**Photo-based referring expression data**
>>>
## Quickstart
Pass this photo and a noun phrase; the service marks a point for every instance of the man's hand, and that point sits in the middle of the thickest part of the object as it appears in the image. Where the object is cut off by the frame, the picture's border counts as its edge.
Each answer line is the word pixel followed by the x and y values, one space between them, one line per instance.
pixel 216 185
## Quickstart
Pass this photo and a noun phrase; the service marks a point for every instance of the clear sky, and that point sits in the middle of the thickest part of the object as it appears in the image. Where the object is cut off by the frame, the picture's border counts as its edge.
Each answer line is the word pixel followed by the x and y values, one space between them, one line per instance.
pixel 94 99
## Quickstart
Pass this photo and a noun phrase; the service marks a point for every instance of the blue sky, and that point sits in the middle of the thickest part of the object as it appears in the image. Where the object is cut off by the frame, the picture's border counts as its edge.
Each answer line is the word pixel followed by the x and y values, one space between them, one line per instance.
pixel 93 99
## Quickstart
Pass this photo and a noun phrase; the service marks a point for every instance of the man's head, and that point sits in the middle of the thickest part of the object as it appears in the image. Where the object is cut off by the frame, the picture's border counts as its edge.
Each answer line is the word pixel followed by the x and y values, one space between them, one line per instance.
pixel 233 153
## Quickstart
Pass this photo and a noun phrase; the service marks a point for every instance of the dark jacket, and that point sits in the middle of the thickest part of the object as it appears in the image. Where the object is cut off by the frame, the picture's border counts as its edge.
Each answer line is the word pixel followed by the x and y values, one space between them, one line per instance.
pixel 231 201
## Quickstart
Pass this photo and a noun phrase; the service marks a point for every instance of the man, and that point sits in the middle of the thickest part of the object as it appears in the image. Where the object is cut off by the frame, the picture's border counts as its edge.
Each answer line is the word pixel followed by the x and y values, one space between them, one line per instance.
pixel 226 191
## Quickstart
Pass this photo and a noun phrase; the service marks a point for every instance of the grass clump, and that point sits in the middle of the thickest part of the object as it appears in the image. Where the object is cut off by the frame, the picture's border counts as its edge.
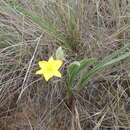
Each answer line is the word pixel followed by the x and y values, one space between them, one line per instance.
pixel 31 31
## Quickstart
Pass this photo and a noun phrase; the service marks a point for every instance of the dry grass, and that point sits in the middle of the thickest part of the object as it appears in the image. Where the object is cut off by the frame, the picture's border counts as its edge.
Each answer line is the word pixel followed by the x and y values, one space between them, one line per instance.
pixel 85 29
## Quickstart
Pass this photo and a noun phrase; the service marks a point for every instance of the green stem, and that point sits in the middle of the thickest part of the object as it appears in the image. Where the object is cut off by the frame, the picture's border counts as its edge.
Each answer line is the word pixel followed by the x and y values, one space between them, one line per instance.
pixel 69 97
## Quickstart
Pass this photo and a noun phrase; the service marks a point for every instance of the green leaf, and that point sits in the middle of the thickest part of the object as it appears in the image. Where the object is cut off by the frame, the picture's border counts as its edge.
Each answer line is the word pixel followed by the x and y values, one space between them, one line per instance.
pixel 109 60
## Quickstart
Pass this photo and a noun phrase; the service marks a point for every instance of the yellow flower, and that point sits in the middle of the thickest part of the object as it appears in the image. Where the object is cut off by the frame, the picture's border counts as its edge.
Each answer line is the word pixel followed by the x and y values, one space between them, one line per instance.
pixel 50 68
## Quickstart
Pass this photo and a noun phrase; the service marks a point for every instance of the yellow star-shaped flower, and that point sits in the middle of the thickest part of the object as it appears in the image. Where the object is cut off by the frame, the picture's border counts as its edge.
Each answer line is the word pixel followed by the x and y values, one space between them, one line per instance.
<<<
**Exercise**
For the word "green", show every line of the entries that holds it.

**Your response**
Pass this photo and a noun phrase; the service marks a point for every instance of the green stem, and that point sits in the middle of the thickest part of the object as it appears in the image. Where the object is cut off by the frame, the picture's border counts as its edge.
Pass this photo and a noun phrase; the service marks a point for every instance of the green leaf, and that point sits in the middle of the thickest part of the object as it appears in the image. Where the object is cut off by the frame, the picture's border counts as its edge.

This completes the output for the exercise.